RECORDED DATA
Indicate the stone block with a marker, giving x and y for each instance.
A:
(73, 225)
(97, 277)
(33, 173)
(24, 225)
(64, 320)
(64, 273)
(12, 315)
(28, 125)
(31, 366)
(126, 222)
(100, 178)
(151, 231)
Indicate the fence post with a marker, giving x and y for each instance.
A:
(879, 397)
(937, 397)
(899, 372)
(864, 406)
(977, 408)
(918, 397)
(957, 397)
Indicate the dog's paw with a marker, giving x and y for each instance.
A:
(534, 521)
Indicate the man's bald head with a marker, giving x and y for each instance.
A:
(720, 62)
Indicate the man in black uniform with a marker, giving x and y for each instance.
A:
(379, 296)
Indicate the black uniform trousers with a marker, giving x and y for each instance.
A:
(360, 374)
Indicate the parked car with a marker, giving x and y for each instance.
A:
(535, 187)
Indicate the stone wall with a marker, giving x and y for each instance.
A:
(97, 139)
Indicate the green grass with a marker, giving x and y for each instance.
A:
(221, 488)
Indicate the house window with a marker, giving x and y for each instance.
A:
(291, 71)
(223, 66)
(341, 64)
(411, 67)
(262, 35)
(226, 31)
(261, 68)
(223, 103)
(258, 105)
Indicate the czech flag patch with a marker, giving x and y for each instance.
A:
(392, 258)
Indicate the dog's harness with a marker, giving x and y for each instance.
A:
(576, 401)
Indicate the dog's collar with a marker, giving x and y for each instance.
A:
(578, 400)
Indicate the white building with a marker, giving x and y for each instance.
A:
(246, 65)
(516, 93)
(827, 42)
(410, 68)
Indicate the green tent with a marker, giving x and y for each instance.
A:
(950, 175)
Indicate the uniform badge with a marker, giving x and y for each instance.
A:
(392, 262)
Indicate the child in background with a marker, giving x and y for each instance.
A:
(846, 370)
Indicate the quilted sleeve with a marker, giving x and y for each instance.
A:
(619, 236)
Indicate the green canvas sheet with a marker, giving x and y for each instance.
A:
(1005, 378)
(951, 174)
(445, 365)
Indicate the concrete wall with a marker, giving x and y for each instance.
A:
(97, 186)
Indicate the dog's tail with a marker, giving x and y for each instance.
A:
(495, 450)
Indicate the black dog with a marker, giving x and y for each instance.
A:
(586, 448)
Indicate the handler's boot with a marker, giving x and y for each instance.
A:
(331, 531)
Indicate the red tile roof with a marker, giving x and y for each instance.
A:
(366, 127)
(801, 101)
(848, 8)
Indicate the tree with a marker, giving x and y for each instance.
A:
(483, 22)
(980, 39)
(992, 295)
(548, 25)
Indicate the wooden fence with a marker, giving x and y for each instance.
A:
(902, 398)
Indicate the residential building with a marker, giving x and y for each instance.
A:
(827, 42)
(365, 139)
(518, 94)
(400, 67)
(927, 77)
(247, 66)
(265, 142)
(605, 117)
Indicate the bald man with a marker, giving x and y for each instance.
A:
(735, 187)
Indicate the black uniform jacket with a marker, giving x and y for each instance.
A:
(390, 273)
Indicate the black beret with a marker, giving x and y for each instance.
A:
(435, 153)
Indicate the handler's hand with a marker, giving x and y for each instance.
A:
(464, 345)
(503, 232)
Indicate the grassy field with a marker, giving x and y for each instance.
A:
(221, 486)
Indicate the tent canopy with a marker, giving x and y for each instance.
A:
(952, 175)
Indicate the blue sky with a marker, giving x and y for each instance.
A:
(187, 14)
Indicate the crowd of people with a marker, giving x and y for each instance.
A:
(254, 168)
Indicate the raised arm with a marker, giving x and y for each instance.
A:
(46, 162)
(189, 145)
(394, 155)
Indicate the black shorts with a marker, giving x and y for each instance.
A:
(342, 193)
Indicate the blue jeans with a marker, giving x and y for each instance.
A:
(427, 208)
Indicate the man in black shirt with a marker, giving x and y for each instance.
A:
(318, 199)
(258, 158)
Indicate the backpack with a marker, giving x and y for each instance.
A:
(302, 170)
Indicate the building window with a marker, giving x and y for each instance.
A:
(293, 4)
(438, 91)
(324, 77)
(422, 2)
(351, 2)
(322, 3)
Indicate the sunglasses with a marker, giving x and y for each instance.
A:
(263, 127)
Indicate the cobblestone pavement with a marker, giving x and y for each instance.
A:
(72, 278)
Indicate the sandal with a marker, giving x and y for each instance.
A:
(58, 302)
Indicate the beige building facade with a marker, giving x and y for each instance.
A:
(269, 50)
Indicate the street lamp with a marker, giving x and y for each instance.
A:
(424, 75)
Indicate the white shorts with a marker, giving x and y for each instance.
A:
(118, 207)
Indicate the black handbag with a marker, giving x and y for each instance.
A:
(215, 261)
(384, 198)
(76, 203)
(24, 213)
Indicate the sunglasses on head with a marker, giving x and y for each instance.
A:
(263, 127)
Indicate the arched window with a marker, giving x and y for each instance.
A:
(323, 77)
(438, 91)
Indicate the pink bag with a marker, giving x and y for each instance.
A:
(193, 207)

YOUR TASK
While keeping every line the same, please copy out all the records.

SOLUTION
Indicate the stone block with a marker, giving x and y for each instance.
A:
(73, 225)
(97, 277)
(33, 173)
(24, 225)
(64, 320)
(64, 273)
(12, 315)
(28, 125)
(31, 366)
(126, 222)
(100, 178)
(151, 231)
Indicate the fence post with a marker, giving x and y for each instance.
A:
(879, 397)
(937, 397)
(899, 372)
(864, 406)
(977, 408)
(918, 397)
(957, 397)
Indicate the dog's paw with a marker, giving x and y for each instance.
A:
(534, 521)
Indicate the man's bald head with a marker, giving x and y for each instance.
A:
(720, 62)
Indicate the man in black uniform with a marker, giving x and y for each instance.
A:
(379, 296)
Indicate the black uniform trousers with a marker, giving x and y for each instance.
A:
(360, 374)
Indicate the parked car with a marker, giving x and y for each instance.
A:
(535, 187)
Indicate the stone wall with a marker, giving x and y for each instance.
A:
(97, 139)
Indicate the green grass with a marker, giving x and y for each instance.
A:
(221, 488)
Indicate the house window with a marker, giving x and y for each instance.
A:
(291, 71)
(223, 66)
(341, 64)
(411, 67)
(262, 35)
(226, 31)
(261, 68)
(223, 103)
(258, 105)
Indicate the czech flag patch with a marker, giving x and y for each instance.
A:
(392, 258)
Indicate the dog's harness with a marker, giving x and y for each instance.
A:
(576, 401)
Indicate the dog's collar with a marker, giving x and y for each instance.
A:
(578, 400)
Indicate the white building with a marker, giving x and y for each instance.
A:
(246, 65)
(516, 93)
(827, 42)
(410, 68)
Indicate the green tent with a marker, giving x and y for each instance.
A:
(950, 175)
Indicate the uniform badge with a marker, giving x and y for each instance.
A:
(392, 262)
Indicate the child in background with a marker, giving x and y for each instance.
A:
(846, 370)
Indicate the quilted sleeve with a marker, giving x and y for each instance.
A:
(619, 236)
Indicate the green canvas sheet with a marker, giving x and y for each instance.
A:
(1005, 378)
(951, 174)
(445, 365)
Indicate the concrete wall with a marker, giving x and y for each instance.
A:
(97, 186)
Indicate the dog's tail with a marker, giving x and y for each instance.
A:
(495, 450)
Indicate the black dog with a marker, giving x and y for each instance.
A:
(586, 448)
Indicate the handler's boot with a marker, giving x and y for each instance.
A:
(331, 531)
Indicate the red tile roof with a marker, giving x and y for each instance.
A:
(366, 127)
(801, 101)
(848, 8)
Indicate the tree with a marker, giving x and y for each instance.
A:
(483, 22)
(980, 39)
(992, 295)
(548, 25)
Indicate the wooden fence with a marker, giving x and y for each instance.
A:
(902, 398)
Indicate the residential building with a marker, giving x and y for each instance.
A:
(827, 42)
(365, 139)
(518, 94)
(400, 67)
(927, 77)
(247, 66)
(265, 142)
(605, 117)
Indicate the bald man with a marker, giving x and y for each instance.
A:
(735, 187)
Indicate the black uniform jacket with a marker, giving x and y for each instance.
A:
(390, 273)
Indicate the black beret with a marker, giving x and y for each instance.
A:
(435, 153)
Indicate the handler's hand with a marker, giving x and y for each instance.
A:
(464, 345)
(503, 232)
Indicate the grassy field with a marker, giving x and y for each instance.
A:
(221, 486)
Indicate the tent canopy with a marker, giving x and y for each instance.
A:
(952, 175)
Indicate the blue sky with a marker, giving x and y for each instance.
A:
(187, 14)
Indicate the crowd of people with a marker, giving x and y for each instance.
A:
(254, 168)
Indicate the raised arm with a marker, giving x and y for each instance.
A:
(46, 162)
(189, 145)
(394, 155)
Indicate the black shorts with a marker, giving x and y for each instance.
A:
(342, 193)
Indicate the blue jeans with a marker, giving x and y for each instance.
A:
(427, 208)
Indicate the man in black shirt with a marker, giving x and y for each instance.
A:
(318, 199)
(258, 158)
Indicate the backpack with a marker, giving x and y for each instance.
A:
(302, 170)
Indicate the building window with a marker, giving x and y for each instance.
A:
(293, 4)
(438, 91)
(324, 77)
(422, 2)
(351, 2)
(322, 3)
Indicate the sunglasses with a marker, giving x and y for each instance.
A:
(263, 127)
Indicate the cobblestone pavement with a marker, giving x and y for each instance.
A:
(72, 278)
Indicate the sandal with a marker, giving x and y for each instance.
A:
(58, 302)
Indicate the beige building facade with a marker, giving x and y for each instance.
A:
(269, 50)
Indicate the street lamp with a marker, giving x and y for each instance.
A:
(424, 75)
Indicate the white shorts with a marker, giving x and y for each instance.
A:
(118, 207)
Indicate the black handbag with a marker, giving x and y for each instance.
A:
(215, 261)
(384, 198)
(76, 203)
(24, 213)
Indicate the sunglasses on head with a marker, giving x and y for each instance.
A:
(263, 127)
Indicate the arched window with a marker, giving x and y for each instance.
A:
(323, 77)
(438, 91)
Indicate the pink bag with a marker, giving x and y for each instance.
A:
(193, 207)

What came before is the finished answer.